Records of labeled boxes:
--
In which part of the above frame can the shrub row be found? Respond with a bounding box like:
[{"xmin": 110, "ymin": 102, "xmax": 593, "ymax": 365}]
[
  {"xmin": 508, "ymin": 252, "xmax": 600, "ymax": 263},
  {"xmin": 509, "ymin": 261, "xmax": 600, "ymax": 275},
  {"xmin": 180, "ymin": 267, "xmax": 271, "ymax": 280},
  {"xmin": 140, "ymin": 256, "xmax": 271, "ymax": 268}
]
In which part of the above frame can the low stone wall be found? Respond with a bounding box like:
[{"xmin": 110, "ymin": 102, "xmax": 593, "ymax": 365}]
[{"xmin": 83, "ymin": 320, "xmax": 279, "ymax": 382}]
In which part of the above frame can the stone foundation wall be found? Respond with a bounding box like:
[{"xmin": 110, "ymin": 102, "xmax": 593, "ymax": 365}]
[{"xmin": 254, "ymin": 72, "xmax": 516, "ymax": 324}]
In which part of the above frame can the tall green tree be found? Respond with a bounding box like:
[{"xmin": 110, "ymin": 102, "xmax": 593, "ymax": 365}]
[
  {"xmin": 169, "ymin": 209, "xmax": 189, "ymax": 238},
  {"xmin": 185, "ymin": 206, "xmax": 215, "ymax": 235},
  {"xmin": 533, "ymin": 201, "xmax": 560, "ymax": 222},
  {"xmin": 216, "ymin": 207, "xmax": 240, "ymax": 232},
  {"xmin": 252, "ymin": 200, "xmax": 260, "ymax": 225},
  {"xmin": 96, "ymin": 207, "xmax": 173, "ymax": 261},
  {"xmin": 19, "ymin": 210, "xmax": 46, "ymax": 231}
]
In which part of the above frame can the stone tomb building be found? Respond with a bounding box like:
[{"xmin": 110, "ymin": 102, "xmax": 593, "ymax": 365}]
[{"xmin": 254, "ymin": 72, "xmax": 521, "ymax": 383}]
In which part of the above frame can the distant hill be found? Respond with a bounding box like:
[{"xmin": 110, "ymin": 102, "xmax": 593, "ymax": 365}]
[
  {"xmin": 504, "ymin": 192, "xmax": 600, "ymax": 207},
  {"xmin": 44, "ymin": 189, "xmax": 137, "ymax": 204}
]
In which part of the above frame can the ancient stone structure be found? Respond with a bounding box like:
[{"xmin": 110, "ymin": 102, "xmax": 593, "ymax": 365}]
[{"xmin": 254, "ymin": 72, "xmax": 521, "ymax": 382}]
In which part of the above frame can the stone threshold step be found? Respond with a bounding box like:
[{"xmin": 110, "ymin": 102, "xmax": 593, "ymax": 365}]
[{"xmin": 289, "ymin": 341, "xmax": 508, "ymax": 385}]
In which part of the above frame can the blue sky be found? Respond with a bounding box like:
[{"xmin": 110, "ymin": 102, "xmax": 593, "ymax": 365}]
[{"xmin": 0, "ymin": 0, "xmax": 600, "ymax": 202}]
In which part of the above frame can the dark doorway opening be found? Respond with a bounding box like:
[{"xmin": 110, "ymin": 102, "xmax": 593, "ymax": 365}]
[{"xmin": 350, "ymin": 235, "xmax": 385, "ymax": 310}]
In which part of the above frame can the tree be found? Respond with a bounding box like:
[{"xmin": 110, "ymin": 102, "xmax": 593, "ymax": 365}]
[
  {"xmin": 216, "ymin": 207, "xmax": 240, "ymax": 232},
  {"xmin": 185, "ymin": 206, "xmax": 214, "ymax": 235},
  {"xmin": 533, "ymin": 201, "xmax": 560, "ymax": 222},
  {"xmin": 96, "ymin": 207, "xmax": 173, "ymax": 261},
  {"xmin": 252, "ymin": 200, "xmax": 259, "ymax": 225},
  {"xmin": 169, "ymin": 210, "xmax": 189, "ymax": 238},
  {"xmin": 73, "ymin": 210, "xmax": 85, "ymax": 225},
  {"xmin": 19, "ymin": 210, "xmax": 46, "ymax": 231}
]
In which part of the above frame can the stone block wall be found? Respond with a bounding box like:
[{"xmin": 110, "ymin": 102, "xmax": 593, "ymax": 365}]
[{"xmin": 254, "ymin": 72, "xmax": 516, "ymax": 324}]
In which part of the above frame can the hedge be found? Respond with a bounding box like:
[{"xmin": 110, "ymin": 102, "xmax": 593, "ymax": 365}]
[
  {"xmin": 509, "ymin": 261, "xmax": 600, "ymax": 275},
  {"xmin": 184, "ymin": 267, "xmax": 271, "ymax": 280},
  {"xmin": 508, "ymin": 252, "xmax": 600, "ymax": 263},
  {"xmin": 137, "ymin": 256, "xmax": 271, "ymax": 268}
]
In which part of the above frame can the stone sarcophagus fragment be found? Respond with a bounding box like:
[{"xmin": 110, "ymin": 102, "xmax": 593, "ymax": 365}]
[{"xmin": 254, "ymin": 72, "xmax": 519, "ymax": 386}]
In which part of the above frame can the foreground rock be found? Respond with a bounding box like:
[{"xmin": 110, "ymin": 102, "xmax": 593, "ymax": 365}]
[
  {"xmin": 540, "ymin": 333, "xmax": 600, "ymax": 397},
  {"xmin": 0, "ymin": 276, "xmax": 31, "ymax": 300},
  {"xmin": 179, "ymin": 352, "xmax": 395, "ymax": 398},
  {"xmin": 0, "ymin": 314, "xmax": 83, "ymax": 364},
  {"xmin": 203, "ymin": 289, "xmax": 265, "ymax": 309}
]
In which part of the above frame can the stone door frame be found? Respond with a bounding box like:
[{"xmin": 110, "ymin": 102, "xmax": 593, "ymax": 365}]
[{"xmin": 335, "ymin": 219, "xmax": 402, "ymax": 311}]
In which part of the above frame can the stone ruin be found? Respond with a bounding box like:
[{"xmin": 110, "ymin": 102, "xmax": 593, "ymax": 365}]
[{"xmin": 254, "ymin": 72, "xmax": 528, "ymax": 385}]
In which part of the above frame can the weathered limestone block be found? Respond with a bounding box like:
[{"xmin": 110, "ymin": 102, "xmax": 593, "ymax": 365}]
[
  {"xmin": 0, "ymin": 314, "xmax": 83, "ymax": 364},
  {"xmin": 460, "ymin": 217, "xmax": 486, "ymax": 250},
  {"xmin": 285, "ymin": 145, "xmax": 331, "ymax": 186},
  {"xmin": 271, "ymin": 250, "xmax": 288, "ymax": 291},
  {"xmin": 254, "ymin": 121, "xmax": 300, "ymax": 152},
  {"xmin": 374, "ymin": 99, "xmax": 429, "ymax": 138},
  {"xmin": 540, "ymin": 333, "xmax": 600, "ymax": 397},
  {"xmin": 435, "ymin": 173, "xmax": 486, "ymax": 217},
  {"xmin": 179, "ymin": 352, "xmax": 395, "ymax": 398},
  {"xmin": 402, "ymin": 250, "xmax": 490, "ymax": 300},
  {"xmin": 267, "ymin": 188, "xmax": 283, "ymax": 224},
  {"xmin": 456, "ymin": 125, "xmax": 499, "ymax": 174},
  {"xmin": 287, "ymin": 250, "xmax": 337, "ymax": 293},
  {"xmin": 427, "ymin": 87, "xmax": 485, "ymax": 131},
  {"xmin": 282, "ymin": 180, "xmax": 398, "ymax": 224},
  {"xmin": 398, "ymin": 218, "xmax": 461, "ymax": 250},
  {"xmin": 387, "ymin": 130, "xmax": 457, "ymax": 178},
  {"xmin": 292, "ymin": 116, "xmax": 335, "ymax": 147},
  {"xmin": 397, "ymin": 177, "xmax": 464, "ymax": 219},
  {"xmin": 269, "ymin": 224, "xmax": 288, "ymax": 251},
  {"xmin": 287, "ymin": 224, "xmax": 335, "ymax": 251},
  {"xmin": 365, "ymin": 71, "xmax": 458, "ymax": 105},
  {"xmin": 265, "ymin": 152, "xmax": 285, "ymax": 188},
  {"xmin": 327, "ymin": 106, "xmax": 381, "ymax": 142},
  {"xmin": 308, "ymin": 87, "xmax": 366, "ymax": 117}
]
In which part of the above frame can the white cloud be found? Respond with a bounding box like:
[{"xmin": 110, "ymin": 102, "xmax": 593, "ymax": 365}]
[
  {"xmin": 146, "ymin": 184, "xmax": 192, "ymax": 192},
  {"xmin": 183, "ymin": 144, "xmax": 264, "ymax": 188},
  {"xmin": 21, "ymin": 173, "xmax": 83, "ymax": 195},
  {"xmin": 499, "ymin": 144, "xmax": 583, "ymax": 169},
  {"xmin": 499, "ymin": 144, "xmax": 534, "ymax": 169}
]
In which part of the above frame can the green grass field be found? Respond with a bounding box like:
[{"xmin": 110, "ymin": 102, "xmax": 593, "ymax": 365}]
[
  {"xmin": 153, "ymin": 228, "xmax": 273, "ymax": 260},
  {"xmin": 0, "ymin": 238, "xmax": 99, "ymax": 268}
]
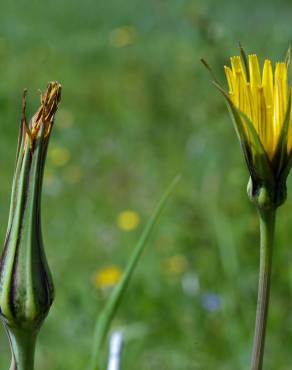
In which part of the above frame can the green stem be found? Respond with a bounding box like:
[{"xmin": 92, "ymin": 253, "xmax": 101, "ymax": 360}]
--
Report how many lines of the rows contain the word "wall", giving only the number. Case counts.

3